Stated exercise
Copy the data from the start through the line containing "List the outlines of the wave.", inclusive, changing "outer boundary" to "exterior ring" and leaving everything else the same.
**** Task data ****
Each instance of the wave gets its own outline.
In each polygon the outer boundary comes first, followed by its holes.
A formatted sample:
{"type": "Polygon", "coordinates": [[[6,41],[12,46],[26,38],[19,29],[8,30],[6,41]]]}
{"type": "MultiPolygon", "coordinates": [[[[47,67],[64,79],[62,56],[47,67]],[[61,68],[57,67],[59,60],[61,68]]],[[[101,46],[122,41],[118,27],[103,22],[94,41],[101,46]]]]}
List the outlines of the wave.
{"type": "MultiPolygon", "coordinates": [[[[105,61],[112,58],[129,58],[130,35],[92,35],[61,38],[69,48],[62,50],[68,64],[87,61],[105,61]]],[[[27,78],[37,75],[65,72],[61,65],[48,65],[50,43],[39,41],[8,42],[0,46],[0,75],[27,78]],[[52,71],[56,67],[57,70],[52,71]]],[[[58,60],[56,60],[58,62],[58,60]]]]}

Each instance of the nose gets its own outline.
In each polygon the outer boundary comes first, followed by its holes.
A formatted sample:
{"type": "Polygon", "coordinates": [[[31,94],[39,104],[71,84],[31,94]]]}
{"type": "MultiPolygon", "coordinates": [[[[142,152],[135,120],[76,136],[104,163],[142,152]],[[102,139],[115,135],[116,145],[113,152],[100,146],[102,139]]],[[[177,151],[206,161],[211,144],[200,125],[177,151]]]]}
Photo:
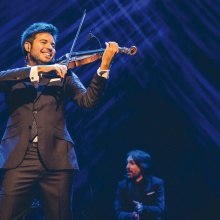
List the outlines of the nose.
{"type": "Polygon", "coordinates": [[[130,167],[130,164],[129,164],[129,163],[127,163],[126,168],[128,169],[129,167],[130,167]]]}
{"type": "Polygon", "coordinates": [[[54,50],[54,47],[53,47],[51,44],[47,44],[46,47],[47,47],[47,49],[50,50],[50,51],[54,50]]]}

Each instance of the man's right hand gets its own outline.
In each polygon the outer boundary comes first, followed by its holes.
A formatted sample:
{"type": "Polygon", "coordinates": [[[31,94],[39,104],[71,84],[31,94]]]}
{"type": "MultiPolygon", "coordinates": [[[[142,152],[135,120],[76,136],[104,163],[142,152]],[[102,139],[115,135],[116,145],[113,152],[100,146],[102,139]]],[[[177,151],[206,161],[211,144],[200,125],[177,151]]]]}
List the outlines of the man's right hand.
{"type": "Polygon", "coordinates": [[[67,67],[60,64],[39,65],[37,66],[37,70],[39,74],[55,73],[60,76],[60,78],[64,78],[67,73],[67,67]]]}

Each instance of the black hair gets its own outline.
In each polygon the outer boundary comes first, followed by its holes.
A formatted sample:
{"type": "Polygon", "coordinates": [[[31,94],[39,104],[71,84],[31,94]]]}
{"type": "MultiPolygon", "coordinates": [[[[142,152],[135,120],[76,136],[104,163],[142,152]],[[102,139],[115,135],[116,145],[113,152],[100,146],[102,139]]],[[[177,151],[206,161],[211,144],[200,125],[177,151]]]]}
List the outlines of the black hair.
{"type": "Polygon", "coordinates": [[[21,35],[21,49],[24,56],[26,56],[27,52],[24,49],[24,43],[26,41],[32,43],[35,39],[35,35],[39,33],[49,33],[53,36],[54,41],[56,42],[58,36],[58,29],[52,24],[48,24],[45,22],[34,23],[29,26],[21,35]]]}
{"type": "Polygon", "coordinates": [[[152,161],[148,153],[141,150],[132,150],[127,153],[127,157],[131,157],[134,160],[144,176],[150,174],[152,161]]]}

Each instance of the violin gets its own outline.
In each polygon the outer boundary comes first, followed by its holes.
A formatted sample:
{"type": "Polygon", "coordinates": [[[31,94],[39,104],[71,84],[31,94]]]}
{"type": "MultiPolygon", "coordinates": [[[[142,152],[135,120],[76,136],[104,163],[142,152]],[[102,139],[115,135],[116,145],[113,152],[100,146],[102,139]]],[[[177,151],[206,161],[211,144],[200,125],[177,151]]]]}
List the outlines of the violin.
{"type": "MultiPolygon", "coordinates": [[[[137,53],[137,47],[135,46],[131,46],[130,48],[127,47],[118,47],[118,48],[119,48],[119,52],[125,53],[127,55],[134,55],[137,53]]],[[[98,59],[101,59],[104,51],[105,49],[101,48],[96,50],[71,52],[56,59],[55,63],[66,65],[66,62],[68,60],[67,69],[72,69],[75,67],[92,63],[98,59]]]]}
{"type": "MultiPolygon", "coordinates": [[[[100,59],[102,57],[104,51],[105,51],[105,49],[101,48],[101,49],[97,49],[97,50],[87,50],[87,51],[73,52],[73,48],[74,48],[76,40],[78,38],[80,29],[82,27],[83,20],[85,18],[85,15],[86,15],[86,10],[84,10],[83,17],[82,17],[80,25],[78,27],[78,30],[77,30],[75,39],[73,41],[72,47],[70,49],[70,52],[67,53],[64,56],[61,56],[60,58],[58,58],[55,61],[55,63],[66,65],[67,69],[72,69],[72,68],[75,68],[75,67],[78,67],[78,66],[82,66],[82,65],[94,62],[94,61],[100,59]]],[[[99,45],[101,47],[99,39],[90,32],[89,36],[88,36],[88,39],[90,39],[91,37],[95,37],[98,40],[99,45]]],[[[130,48],[118,47],[118,49],[119,49],[119,52],[129,54],[129,55],[134,55],[137,52],[137,48],[135,46],[132,46],[130,48]]]]}

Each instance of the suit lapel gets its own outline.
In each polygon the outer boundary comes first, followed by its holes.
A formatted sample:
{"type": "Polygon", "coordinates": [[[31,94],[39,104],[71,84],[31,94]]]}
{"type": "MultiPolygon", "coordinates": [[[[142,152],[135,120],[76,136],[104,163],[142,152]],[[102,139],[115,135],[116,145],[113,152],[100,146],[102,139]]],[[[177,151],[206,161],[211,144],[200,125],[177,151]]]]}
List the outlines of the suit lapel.
{"type": "Polygon", "coordinates": [[[38,88],[37,88],[37,97],[34,100],[34,102],[36,102],[39,99],[39,97],[41,96],[42,92],[47,87],[49,82],[50,82],[49,78],[45,77],[44,75],[41,77],[38,88]]]}

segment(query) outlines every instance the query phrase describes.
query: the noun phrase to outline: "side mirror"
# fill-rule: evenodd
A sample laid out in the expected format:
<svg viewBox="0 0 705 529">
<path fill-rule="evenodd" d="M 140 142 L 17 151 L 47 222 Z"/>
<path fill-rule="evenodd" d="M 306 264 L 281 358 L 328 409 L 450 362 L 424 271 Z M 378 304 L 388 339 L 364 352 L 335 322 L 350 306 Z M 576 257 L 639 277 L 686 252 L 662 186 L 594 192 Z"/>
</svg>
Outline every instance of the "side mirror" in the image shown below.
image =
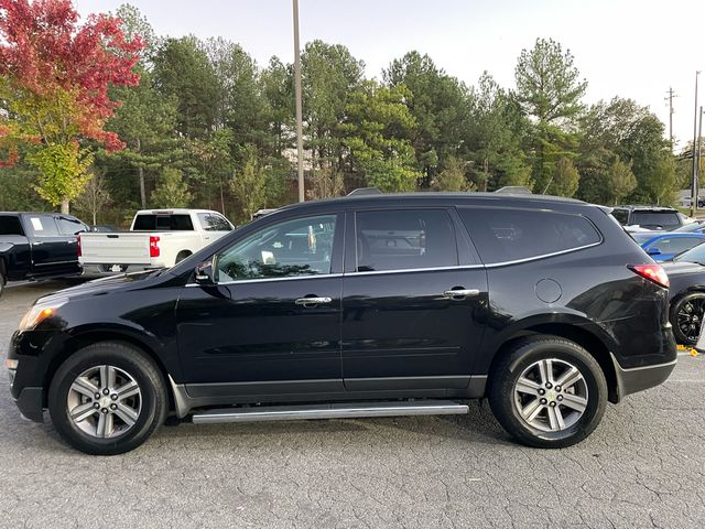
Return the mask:
<svg viewBox="0 0 705 529">
<path fill-rule="evenodd" d="M 198 263 L 194 270 L 194 279 L 198 284 L 214 284 L 213 261 Z"/>
</svg>

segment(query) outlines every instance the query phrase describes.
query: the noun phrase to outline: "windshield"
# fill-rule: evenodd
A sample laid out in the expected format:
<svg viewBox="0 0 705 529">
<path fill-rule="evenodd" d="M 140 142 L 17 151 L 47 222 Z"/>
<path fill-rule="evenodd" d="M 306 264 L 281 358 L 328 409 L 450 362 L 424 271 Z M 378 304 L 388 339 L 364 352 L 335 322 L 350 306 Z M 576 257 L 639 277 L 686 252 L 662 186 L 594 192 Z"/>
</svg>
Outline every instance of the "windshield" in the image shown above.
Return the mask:
<svg viewBox="0 0 705 529">
<path fill-rule="evenodd" d="M 673 258 L 674 261 L 703 262 L 705 263 L 705 242 L 697 245 Z"/>
</svg>

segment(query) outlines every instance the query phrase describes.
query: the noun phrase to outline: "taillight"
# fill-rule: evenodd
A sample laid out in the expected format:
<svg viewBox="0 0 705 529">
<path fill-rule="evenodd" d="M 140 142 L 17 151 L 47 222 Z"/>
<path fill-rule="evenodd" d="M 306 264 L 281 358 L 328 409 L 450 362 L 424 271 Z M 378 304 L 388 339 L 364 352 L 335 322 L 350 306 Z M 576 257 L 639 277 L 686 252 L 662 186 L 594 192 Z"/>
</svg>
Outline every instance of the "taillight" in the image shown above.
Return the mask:
<svg viewBox="0 0 705 529">
<path fill-rule="evenodd" d="M 150 235 L 150 257 L 159 257 L 159 237 Z"/>
<path fill-rule="evenodd" d="M 634 264 L 629 268 L 642 278 L 653 281 L 659 287 L 669 288 L 669 276 L 661 264 Z"/>
</svg>

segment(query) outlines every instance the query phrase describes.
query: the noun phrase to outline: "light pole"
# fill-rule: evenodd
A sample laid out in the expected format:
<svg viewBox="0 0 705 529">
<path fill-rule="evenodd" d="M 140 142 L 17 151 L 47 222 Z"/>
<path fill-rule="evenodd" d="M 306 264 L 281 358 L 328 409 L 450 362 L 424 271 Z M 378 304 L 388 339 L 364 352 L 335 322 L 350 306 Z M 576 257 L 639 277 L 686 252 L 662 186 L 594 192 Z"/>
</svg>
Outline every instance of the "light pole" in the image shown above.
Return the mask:
<svg viewBox="0 0 705 529">
<path fill-rule="evenodd" d="M 299 202 L 304 194 L 304 139 L 301 110 L 301 46 L 299 45 L 299 0 L 294 1 L 294 91 L 296 98 L 296 156 L 299 169 Z"/>
<path fill-rule="evenodd" d="M 691 216 L 695 216 L 695 209 L 697 209 L 697 163 L 695 161 L 697 150 L 697 77 L 701 72 L 695 72 L 695 115 L 693 118 L 693 181 L 691 182 Z"/>
</svg>

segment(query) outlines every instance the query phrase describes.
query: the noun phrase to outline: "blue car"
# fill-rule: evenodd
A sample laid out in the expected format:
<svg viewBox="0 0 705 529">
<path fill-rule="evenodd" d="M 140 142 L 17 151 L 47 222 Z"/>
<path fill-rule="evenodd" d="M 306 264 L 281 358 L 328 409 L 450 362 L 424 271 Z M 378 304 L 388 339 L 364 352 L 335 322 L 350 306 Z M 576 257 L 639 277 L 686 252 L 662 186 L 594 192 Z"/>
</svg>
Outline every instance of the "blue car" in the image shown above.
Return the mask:
<svg viewBox="0 0 705 529">
<path fill-rule="evenodd" d="M 654 261 L 670 261 L 679 253 L 705 242 L 705 234 L 698 233 L 636 233 L 631 236 Z"/>
</svg>

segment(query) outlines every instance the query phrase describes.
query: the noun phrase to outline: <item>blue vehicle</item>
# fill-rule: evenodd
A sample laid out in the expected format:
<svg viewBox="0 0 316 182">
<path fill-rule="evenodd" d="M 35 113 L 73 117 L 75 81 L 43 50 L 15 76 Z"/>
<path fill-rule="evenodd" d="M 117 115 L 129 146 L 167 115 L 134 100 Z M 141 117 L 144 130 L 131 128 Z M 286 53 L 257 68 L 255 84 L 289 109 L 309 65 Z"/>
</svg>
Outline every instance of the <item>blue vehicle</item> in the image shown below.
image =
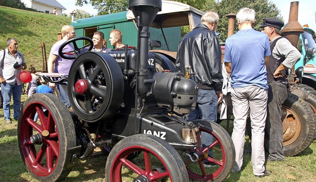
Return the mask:
<svg viewBox="0 0 316 182">
<path fill-rule="evenodd" d="M 316 43 L 313 37 L 315 32 L 304 27 L 304 32 L 300 36 L 299 47 L 302 57 L 295 66 L 295 70 L 300 66 L 304 67 L 304 74 L 302 78 L 301 88 L 307 92 L 316 94 Z M 309 86 L 309 87 L 307 87 Z"/>
</svg>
****
Result of the task
Each instance of the wave gets its own outline.
In each polygon the exterior ring comes first, followed by its holes.
A formatted sample:
{"type": "Polygon", "coordinates": [[[6,41],[12,46],[26,38],[19,29],[8,30],[6,41]]]}
{"type": "MultiPolygon", "coordinates": [[[[47,67],[64,79],[62,56],[47,67]],[[61,68],[57,67],[59,60],[61,68]]],[[[101,46],[122,41],[118,27],[103,22],[94,41],[101,46]]]]}
List the outlines of the wave.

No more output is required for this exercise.